* What the task asks:
Write out precisely the lines beginning with the line that contains "Where can the leafy" and ending with the last line of the entries, and no other lines.

(Point-based annotation data)
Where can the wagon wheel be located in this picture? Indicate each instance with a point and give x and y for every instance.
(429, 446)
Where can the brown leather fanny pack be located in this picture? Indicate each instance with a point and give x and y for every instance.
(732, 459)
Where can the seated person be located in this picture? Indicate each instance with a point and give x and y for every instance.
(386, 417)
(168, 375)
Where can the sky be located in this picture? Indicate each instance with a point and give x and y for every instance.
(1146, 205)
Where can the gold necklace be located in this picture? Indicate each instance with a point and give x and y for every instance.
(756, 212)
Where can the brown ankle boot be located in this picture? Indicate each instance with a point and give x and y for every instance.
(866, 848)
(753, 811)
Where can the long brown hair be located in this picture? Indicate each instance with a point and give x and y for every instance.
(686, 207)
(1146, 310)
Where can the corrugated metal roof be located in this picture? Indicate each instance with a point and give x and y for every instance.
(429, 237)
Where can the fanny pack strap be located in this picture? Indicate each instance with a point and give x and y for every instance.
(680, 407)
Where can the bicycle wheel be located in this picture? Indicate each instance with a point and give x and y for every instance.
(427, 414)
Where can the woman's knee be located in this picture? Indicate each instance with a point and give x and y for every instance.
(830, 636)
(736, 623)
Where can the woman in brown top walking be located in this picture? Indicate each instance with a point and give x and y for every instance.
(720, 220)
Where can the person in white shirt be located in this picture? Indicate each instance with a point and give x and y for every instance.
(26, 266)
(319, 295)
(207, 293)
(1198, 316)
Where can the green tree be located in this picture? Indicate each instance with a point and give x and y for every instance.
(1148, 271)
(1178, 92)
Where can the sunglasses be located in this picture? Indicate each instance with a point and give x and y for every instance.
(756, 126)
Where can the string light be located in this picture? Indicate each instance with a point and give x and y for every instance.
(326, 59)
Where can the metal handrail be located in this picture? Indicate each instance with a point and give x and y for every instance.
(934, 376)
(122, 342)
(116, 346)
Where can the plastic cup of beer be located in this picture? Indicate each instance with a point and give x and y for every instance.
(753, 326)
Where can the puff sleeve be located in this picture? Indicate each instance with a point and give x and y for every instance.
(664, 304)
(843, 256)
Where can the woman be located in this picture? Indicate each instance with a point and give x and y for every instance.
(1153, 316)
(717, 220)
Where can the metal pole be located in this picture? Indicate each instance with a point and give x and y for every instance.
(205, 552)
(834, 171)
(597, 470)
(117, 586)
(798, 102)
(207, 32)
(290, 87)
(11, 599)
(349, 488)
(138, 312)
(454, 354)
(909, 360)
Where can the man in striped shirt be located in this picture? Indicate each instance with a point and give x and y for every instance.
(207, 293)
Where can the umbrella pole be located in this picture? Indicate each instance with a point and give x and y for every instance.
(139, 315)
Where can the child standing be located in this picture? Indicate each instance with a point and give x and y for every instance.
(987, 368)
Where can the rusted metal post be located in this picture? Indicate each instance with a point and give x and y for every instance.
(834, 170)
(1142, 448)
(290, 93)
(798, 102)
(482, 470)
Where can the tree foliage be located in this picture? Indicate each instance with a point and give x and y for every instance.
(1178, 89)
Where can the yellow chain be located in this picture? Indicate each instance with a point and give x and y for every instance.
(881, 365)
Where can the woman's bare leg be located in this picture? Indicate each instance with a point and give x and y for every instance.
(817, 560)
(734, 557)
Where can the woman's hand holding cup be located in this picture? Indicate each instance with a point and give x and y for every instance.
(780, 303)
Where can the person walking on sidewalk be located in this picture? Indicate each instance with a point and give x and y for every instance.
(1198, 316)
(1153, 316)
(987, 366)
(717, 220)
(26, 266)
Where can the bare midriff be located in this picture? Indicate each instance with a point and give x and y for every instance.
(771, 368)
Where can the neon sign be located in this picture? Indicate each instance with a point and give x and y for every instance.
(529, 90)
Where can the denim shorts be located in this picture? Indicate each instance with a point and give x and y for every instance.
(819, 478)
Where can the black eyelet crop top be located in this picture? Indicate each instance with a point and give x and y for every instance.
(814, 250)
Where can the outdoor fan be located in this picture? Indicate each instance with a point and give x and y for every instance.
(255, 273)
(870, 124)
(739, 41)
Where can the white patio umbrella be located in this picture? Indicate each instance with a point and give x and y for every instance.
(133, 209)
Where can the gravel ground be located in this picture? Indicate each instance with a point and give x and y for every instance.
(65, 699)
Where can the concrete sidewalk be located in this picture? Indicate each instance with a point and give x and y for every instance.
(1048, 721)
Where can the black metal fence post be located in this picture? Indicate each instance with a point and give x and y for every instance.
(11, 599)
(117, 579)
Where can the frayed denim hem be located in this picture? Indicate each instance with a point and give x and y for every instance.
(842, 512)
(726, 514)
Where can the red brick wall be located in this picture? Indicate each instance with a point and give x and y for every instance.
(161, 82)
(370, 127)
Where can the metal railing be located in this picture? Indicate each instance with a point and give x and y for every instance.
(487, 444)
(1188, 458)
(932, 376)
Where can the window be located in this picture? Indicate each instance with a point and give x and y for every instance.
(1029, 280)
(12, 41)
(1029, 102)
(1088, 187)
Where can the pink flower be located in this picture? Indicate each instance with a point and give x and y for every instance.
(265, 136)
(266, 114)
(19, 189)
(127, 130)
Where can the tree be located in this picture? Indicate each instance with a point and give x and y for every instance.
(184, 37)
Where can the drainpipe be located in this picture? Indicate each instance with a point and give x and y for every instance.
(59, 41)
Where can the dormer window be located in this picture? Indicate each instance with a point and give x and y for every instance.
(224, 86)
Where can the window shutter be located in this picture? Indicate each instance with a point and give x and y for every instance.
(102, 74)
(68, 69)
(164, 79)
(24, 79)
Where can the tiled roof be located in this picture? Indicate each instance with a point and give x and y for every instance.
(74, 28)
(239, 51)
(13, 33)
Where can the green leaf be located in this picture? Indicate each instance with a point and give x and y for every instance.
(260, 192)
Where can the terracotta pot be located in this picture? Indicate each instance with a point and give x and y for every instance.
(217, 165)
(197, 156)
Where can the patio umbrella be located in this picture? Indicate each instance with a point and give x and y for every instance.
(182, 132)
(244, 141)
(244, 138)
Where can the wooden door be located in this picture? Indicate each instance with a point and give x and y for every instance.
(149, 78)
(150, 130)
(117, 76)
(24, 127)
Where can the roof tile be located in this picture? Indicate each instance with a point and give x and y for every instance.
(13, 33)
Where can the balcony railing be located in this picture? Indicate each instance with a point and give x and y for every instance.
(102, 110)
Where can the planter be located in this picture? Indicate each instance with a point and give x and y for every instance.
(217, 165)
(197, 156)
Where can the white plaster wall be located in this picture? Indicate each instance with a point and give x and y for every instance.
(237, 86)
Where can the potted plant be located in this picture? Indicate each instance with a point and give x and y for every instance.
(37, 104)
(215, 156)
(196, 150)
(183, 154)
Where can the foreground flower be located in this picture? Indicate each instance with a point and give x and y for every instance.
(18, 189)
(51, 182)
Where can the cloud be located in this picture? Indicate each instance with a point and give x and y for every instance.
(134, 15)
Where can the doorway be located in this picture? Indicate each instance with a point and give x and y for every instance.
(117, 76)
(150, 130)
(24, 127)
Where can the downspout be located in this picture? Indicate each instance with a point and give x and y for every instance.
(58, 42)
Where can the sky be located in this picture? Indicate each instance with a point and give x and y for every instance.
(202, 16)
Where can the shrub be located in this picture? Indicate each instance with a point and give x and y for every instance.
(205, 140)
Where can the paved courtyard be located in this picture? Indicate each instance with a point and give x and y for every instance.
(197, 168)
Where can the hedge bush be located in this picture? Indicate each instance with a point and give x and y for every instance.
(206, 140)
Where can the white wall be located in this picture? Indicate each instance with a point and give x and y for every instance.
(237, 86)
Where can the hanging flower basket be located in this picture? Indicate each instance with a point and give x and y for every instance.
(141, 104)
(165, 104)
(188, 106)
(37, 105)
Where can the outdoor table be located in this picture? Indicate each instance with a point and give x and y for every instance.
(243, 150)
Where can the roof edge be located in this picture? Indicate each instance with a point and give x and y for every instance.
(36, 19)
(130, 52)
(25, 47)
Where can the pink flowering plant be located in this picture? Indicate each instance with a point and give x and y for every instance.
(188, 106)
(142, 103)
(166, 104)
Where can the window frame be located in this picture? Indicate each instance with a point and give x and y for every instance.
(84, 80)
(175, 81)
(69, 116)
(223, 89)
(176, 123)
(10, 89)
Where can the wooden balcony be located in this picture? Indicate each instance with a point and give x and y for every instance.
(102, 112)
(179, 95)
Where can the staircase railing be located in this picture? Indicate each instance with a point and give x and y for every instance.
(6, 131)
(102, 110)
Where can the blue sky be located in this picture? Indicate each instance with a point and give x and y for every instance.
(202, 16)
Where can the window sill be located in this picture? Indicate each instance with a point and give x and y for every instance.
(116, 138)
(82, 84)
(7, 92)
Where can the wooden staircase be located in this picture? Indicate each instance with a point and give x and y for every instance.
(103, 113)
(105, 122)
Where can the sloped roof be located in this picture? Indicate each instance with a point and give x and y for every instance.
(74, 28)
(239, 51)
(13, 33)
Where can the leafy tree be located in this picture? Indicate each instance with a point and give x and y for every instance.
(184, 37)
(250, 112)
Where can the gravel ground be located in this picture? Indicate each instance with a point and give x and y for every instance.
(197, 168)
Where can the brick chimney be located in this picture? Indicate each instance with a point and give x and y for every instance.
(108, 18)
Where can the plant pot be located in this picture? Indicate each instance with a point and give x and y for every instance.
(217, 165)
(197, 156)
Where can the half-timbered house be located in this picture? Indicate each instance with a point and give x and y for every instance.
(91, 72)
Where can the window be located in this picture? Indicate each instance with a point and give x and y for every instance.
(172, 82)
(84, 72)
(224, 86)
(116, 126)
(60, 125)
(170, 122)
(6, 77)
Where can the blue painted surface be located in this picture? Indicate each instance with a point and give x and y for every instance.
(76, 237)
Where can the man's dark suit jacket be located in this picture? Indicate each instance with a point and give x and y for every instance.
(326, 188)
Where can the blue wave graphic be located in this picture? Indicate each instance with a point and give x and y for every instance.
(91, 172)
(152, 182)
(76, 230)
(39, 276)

* Result of this exercise:
Where can the leafy tree be located in this picture? Indicate each instance with a point and give x and y for every instance.
(184, 37)
(250, 112)
Where can the gravel ground be located in this picture? Indicate each instance with a point and give x and y for every instance.
(197, 168)
Where can the brick chimney be located in this picture? Indicate each instance with a point and give x and y for every instance.
(108, 18)
Where can the plant pot be located in this picture? Indicate each instance with a point and give x and y for every instance.
(217, 165)
(197, 156)
Where can the half-timbered house be located in this picture? Indicate each instance with a point and give x and y for every instance.
(91, 72)
Where can the window be located in this picture? Indicate each instance with a point and give x and y for every instance.
(172, 82)
(84, 72)
(224, 86)
(116, 126)
(60, 125)
(170, 122)
(6, 77)
Where can the blue painted surface be located in this picture? Indicate each instance with a point and give x and y for every instance.
(76, 237)
Where can the man's dark suit jacket be located in this picture? Indicate each instance with a point and give x and y for every instance.
(326, 188)
Where can the blue wave graphic be located in this picture? Indicate each instance with a point and give x and y for every instance.
(91, 172)
(152, 182)
(76, 230)
(39, 276)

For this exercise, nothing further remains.